Em livro de memórias, psicanalista relembra vida ao lado de Lacan

Em livro de memórias, psicanalista relembra vida ao lado de Lacan
O filósofo e psicanalista Jacques Lacan (Reprodução)

 

Em um final de domingo de 1974, preso no congestionamento ao voltar de sua casa de campo em Guitrancourt, norte da França, Lacan não pensou duas vezes ao jogar o carro no acostamento para cortar o trânsito. Parado pela polícia, inventou algo sobre uma urgência médica. Em sua companhia estava a escritora e psicanalista Catherine Millot, que narra o episódio em A vida com Lacan, publicado em agosto no Brasil pela editora Zahar.

## O que fazer
1 - Liste todos os nomes de lugares que aparecem no texto sobre Lacan.
2 - Retome o texto sobre Lacan logo após a última frase.
Os dados não têm relação com o texto sobre Lacan.

## Trechos de dados
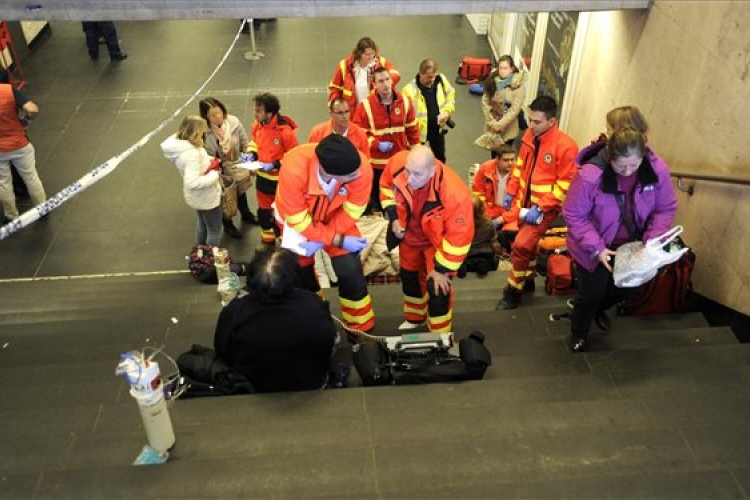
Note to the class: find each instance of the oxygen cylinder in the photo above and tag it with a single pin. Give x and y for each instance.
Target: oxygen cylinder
(147, 389)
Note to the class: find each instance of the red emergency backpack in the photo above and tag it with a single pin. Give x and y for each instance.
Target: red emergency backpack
(473, 69)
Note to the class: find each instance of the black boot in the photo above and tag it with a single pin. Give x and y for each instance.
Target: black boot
(578, 344)
(247, 215)
(511, 299)
(231, 230)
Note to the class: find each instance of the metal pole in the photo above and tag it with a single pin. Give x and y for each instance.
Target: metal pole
(253, 55)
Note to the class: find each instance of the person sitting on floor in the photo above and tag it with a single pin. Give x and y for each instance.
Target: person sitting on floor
(485, 251)
(278, 336)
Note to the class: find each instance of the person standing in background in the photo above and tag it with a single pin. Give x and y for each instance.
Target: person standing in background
(97, 29)
(435, 101)
(273, 136)
(226, 139)
(341, 124)
(352, 78)
(16, 148)
(200, 177)
(391, 124)
(502, 102)
(536, 189)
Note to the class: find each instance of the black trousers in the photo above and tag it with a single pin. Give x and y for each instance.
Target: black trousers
(96, 29)
(437, 143)
(596, 292)
(374, 205)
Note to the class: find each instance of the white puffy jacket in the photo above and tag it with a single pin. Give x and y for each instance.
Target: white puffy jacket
(201, 191)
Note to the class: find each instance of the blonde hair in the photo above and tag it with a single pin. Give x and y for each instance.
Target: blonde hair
(626, 141)
(627, 116)
(192, 129)
(480, 214)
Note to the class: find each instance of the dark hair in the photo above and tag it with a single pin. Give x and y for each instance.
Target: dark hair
(363, 44)
(269, 102)
(337, 100)
(273, 275)
(625, 141)
(210, 102)
(546, 105)
(427, 65)
(503, 149)
(380, 69)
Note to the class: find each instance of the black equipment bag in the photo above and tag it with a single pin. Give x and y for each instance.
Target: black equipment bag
(377, 366)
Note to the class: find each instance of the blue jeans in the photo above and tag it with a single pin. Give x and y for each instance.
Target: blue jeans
(208, 231)
(25, 162)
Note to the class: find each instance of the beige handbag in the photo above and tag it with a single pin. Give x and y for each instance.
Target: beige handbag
(228, 196)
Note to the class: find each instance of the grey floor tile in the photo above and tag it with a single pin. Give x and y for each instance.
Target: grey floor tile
(460, 425)
(724, 446)
(35, 454)
(346, 473)
(709, 410)
(533, 458)
(17, 486)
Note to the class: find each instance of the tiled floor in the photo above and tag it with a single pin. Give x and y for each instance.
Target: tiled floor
(658, 410)
(135, 219)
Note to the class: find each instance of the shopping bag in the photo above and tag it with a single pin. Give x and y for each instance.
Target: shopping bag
(637, 263)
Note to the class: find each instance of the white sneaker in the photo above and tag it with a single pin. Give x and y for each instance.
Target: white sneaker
(408, 325)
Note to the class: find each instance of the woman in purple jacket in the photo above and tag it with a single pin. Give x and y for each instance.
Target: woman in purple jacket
(598, 223)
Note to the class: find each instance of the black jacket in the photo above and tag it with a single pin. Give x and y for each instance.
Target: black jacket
(285, 346)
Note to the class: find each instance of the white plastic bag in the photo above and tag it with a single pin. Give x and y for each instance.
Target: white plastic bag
(636, 263)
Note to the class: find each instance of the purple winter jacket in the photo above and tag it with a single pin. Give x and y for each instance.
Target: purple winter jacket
(590, 208)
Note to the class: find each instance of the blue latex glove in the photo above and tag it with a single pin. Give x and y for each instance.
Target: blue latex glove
(532, 215)
(385, 146)
(354, 244)
(311, 247)
(507, 200)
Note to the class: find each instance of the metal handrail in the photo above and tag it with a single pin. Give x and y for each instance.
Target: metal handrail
(701, 177)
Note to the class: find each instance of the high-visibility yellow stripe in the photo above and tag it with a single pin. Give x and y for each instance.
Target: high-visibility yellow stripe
(355, 304)
(446, 263)
(417, 300)
(453, 250)
(414, 310)
(294, 219)
(358, 320)
(368, 112)
(303, 224)
(390, 130)
(355, 211)
(267, 175)
(513, 284)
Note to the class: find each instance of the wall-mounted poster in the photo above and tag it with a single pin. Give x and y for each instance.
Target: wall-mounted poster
(524, 40)
(558, 49)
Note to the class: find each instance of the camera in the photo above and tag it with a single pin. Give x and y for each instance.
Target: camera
(449, 124)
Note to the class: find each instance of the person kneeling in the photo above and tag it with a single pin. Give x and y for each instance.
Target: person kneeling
(278, 336)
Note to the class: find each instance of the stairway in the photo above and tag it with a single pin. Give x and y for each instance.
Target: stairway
(657, 409)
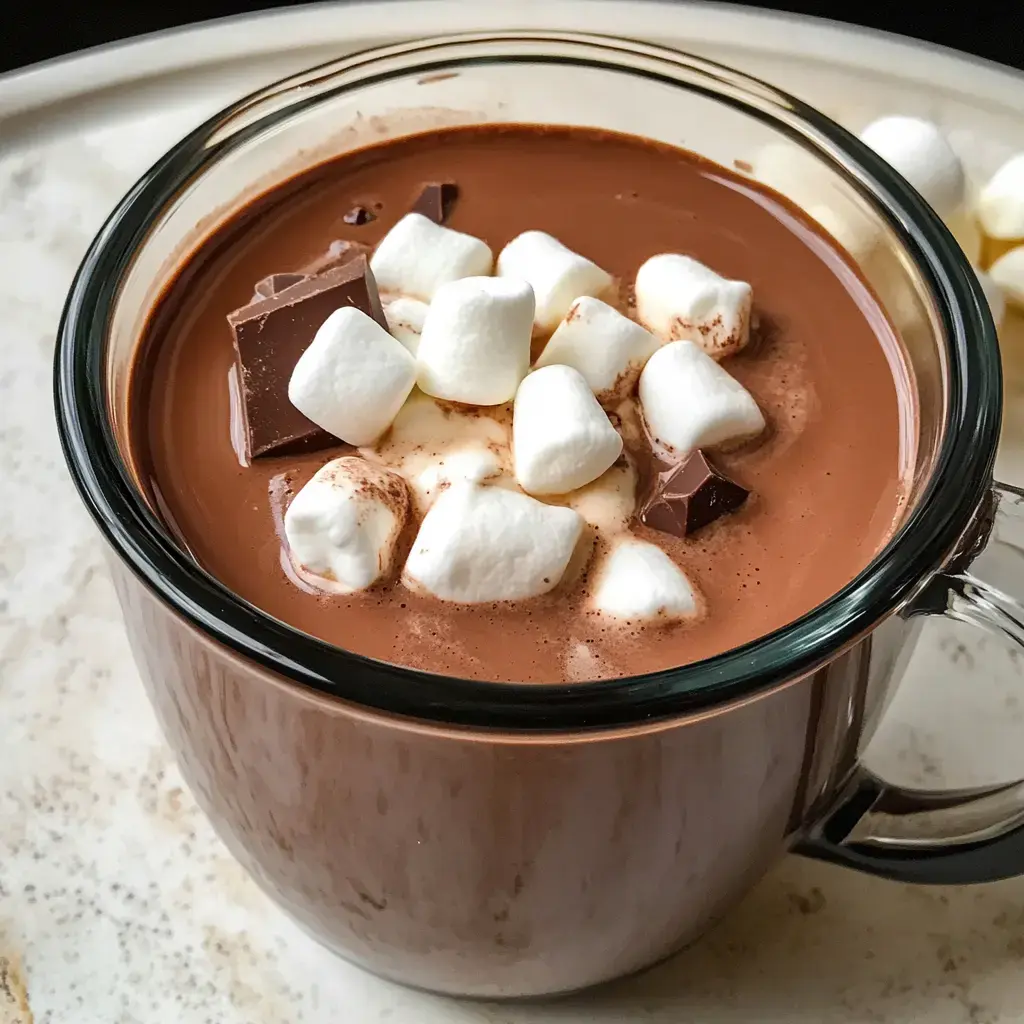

## Respostas numeradas
1 - Guitrancourt, França, Brasil

2 -
Analisanda, amante e amiga do psicanalista entre 1972 e 1980, Millot reúne no livro lembranças relacionadas à convivência de oito anos com o psicanalista. “Escrevi para reviver os velhos dias e acabei reencontrando um Lacan ainda muito vivo”, afirma em entrevista por e-mail à CULT. Há desde lembranças corriqueiras até tentativas de desvendar a personalidade do psicanalista.

Em outro caso narrado pela autora, por exemplo, Lacan se recusa a entregar dinheiro a bandidos que invadem o seu consultório e por isso leva um golpe no maxilar – motivo pelo qual passa a carregar consigo um pequeno soco inglês. Nas muitas viagens que fizeram, principalmente à Itália, Millot guarda a lembrança de um homem obstinado, que insistia junto a seguranças de museus para que pudesse visitar exposições em horários proibidos.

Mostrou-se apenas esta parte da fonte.